▶ Exercise goal
Reproduce the entries from the line with "TARGET = short brown bob hair" through the end of the entries, keeping every line and leaving all text unchanged except the answers. Scale each pixel coordinate in the answers by 1.65 and round it to a whole number, rounding halves up.

========================================

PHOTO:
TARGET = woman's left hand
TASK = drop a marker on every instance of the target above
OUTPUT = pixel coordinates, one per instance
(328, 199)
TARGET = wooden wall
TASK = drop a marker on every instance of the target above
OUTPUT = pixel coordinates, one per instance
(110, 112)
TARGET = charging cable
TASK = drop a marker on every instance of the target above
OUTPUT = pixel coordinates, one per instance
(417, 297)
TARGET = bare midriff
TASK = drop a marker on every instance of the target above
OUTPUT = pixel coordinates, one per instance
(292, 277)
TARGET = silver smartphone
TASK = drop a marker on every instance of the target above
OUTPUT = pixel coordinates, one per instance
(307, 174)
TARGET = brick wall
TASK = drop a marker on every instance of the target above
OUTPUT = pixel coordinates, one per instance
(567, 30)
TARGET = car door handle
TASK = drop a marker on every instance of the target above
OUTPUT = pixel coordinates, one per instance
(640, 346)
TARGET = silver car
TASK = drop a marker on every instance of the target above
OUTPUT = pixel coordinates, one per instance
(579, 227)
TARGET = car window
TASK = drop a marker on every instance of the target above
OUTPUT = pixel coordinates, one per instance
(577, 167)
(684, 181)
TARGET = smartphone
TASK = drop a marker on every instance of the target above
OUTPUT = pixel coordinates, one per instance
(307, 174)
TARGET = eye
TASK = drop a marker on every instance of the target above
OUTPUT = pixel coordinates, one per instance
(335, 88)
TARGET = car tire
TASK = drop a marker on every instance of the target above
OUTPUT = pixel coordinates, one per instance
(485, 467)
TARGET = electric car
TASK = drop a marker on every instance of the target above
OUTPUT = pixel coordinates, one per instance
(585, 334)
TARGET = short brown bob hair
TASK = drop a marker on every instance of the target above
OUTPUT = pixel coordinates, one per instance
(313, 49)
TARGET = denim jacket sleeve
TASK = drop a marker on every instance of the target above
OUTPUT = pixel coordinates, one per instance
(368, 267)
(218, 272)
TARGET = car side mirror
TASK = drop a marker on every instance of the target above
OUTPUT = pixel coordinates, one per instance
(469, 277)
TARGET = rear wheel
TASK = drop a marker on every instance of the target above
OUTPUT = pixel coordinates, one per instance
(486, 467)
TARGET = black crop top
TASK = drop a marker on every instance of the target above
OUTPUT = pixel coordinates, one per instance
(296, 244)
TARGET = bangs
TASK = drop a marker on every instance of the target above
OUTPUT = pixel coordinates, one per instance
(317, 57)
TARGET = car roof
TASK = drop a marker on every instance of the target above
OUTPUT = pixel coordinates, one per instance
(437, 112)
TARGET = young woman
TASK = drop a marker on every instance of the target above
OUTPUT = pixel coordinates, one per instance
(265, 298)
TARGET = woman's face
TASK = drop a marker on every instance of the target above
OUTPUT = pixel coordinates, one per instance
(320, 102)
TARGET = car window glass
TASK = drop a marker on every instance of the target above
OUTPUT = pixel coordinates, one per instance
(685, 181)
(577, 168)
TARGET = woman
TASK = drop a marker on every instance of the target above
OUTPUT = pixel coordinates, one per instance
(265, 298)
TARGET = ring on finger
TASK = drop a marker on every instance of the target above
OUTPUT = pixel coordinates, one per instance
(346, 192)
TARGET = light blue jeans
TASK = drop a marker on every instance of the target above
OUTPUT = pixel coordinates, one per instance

========================================

▶ Solved problem
TARGET = short brown bob hair
TASK = drop a marker on every instance of the target above
OUTPUT = pixel coordinates, one per instance
(516, 81)
TARGET = denim jacket sleeve
TASK = drop a marker on every instance of the target above
OUTPUT = pixel coordinates, one per instance
(607, 441)
(360, 449)
TARGET = car side mirror
TASK = drop a marker on every instance of the target above
OUTPUT = pixel coordinates, one per instance
(774, 457)
TARGET = rear wheel
TASK = drop a marker on every instance of the target above
OUTPUT = pixel coordinates, one per instance
(802, 771)
TARGET = black crop top
TASK = drop a marker on every instance of the target above
OUTPUT = pixel coordinates, one per instance
(488, 403)
TARGET = bangs
TASK = drop a marker on every instance of the target above
OUTPUT = pixel coordinates, one per instance
(523, 94)
TARGET = car roof
TASK = drop a marker on every instance of the target above
OUTPUT = pixel coordinates, one per instance
(721, 185)
TARGET = young woman
TASK = drop a marker on every instance of the target above
OUTPUT = pixel coordinates, one per instance
(437, 492)
TARGET = woman's face
TASK = drop a marker on every instance of the target above
OUTPUT = pixel coordinates, one per instance
(528, 168)
TARGET = car window glass
TASK = drop a marker on every instance of the target above
OUTPUT = pixel coordinates, one per instance
(1130, 299)
(952, 277)
TARGET = woman
TASK = drop a marker on every instance of the target above
OUTPUT = pixel coordinates, one per instance
(437, 492)
TARGET = ring on finger
TASK = drop a marker on every instance of the target above
OUTPUT = pixel coordinates, one per instance
(571, 317)
TARGET = light blue jeans
TASK = drop a marker on every instance of the target above
OUTPUT = pixel coordinates, one per instance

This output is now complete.